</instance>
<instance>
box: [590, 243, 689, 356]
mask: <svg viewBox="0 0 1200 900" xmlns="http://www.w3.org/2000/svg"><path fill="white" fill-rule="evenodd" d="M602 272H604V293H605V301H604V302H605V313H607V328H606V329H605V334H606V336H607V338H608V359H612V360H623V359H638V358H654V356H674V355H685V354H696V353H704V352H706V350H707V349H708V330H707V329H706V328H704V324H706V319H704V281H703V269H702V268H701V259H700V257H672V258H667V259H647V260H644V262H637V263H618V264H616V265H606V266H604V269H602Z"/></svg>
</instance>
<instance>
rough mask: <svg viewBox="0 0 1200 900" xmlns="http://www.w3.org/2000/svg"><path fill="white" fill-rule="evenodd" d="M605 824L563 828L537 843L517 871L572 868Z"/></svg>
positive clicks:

--

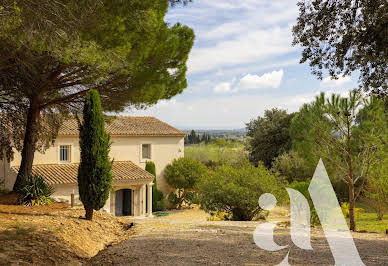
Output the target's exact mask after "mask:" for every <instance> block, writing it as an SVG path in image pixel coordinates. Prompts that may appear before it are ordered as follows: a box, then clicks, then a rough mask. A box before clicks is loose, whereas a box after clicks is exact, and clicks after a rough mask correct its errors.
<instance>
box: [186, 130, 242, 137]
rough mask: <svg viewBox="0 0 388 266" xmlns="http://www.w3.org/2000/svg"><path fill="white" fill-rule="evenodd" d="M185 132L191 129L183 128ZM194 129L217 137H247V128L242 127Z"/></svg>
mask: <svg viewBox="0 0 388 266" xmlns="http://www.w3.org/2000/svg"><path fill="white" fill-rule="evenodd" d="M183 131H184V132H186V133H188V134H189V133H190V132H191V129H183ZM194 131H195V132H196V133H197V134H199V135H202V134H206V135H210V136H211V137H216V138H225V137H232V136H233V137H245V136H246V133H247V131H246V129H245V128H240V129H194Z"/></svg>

• **WHAT YOU HAVE TO DO**
The lines holding the string "clicks" in the listing above are what you should copy out.

• **EXERCISE ANSWER**
positive clicks:
Output the target's exact mask after "mask:" for every <instance> block, writing it as an SVG path in image pixel coordinates. Prompts that may appear before it are ordered as follows: a box, then clicks, then a rough mask. A box before clicks is loose, whereas a box after clicks is exact, and clicks after a rough mask correct its errors.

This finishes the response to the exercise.